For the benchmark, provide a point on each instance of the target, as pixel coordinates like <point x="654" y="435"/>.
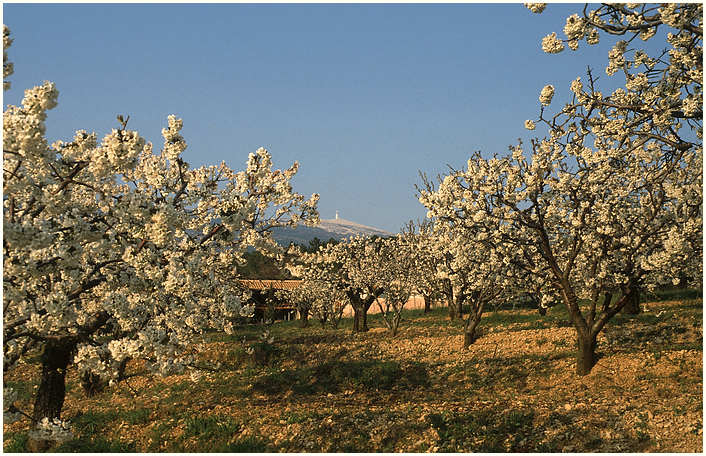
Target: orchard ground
<point x="320" y="390"/>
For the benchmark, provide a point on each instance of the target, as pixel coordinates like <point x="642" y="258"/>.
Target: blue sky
<point x="364" y="96"/>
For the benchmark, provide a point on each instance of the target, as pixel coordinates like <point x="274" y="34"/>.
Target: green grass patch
<point x="338" y="376"/>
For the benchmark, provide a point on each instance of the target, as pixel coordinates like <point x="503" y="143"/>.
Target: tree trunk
<point x="469" y="333"/>
<point x="52" y="388"/>
<point x="586" y="358"/>
<point x="427" y="304"/>
<point x="455" y="311"/>
<point x="360" y="318"/>
<point x="303" y="317"/>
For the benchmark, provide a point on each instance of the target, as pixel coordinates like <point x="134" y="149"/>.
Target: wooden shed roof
<point x="261" y="284"/>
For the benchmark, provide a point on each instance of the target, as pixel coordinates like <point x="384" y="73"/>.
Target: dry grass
<point x="329" y="391"/>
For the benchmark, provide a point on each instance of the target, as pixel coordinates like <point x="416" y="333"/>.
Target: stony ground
<point x="319" y="390"/>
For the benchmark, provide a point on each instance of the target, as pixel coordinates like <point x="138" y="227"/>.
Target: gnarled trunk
<point x="360" y="318"/>
<point x="303" y="317"/>
<point x="586" y="357"/>
<point x="633" y="305"/>
<point x="469" y="333"/>
<point x="52" y="388"/>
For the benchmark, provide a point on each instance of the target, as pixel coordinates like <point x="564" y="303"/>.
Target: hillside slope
<point x="332" y="228"/>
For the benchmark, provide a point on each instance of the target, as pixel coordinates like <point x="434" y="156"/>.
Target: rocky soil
<point x="319" y="390"/>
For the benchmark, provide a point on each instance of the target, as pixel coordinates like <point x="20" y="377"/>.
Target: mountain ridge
<point x="337" y="229"/>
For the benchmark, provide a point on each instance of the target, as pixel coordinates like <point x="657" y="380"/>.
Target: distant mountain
<point x="327" y="229"/>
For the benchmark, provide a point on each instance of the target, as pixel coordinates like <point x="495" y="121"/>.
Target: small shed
<point x="266" y="303"/>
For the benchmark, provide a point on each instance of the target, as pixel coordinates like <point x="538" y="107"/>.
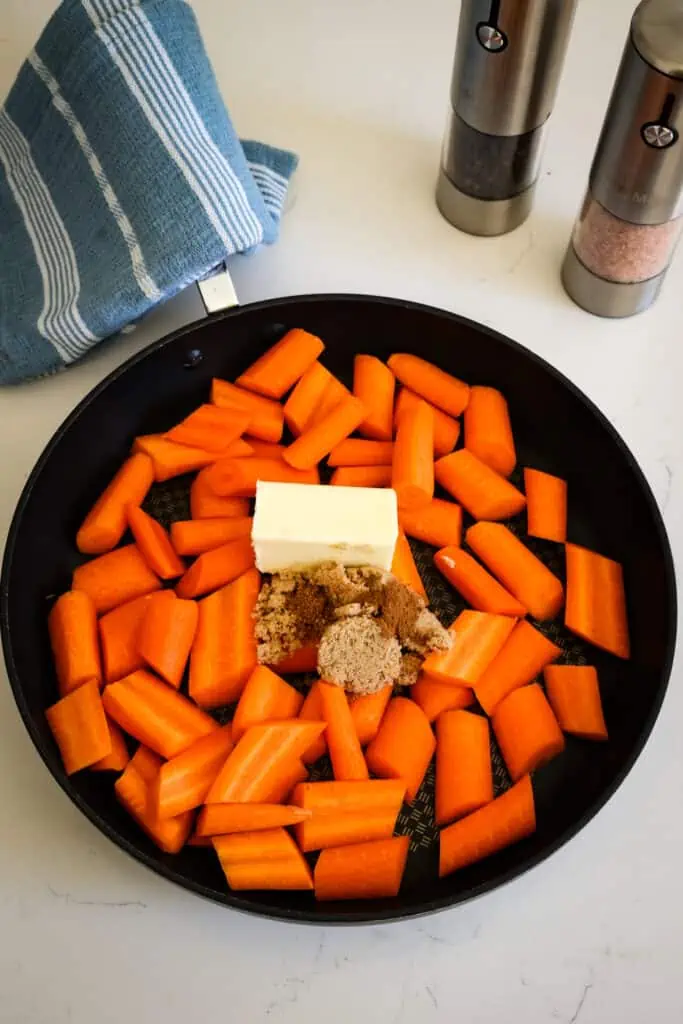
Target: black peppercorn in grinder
<point x="508" y="61"/>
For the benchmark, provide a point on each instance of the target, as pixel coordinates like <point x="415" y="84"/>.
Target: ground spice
<point x="370" y="628"/>
<point x="621" y="251"/>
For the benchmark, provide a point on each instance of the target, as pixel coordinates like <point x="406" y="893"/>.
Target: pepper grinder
<point x="508" y="60"/>
<point x="632" y="216"/>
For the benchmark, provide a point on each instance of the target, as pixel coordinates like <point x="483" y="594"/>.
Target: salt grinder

□ □ □ □

Written problem = Find every line of the items above that contains the word "grass", and copy each of those lines.

Task solution =
Target: green grass patch
Target: dry grass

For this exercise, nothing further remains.